*MATERIAL FOR THE TASK*:

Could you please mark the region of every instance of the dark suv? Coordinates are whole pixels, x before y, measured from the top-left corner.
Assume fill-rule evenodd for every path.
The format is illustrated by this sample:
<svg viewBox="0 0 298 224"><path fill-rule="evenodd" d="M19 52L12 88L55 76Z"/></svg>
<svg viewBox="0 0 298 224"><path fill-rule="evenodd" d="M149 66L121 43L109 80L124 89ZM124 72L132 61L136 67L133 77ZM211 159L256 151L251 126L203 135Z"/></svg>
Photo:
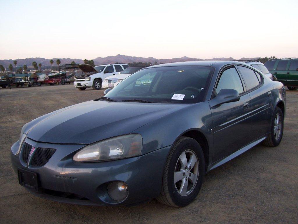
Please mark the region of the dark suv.
<svg viewBox="0 0 298 224"><path fill-rule="evenodd" d="M274 79L290 90L298 89L298 58L272 58L266 61L265 66Z"/></svg>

*INSTRUCTIONS TO FOLLOW*:
Convert the records above into a JSON list of strings with one string per line, omitting blank lines and leaving out the pictures.

*SOLUTION TO THE PROBLEM*:
[
  "Could you please mark the region of every instance of the dark suv? Coordinates are whole pixels, x before y, measured from the top-left corner.",
  "Assume fill-rule evenodd for every path.",
  "The format is illustrated by this sample:",
  "<svg viewBox=\"0 0 298 224\"><path fill-rule=\"evenodd\" d=\"M19 52L12 88L55 76Z\"/></svg>",
  "<svg viewBox=\"0 0 298 224\"><path fill-rule=\"evenodd\" d=\"M149 66L121 43L109 80L124 89ZM124 72L132 61L136 67L133 77ZM211 159L256 151L251 126L203 135Z\"/></svg>",
  "Photo:",
  "Please mark the region of the dark suv.",
  "<svg viewBox=\"0 0 298 224\"><path fill-rule=\"evenodd\" d=\"M274 79L290 90L298 89L298 58L272 58L266 61L265 66Z\"/></svg>"
]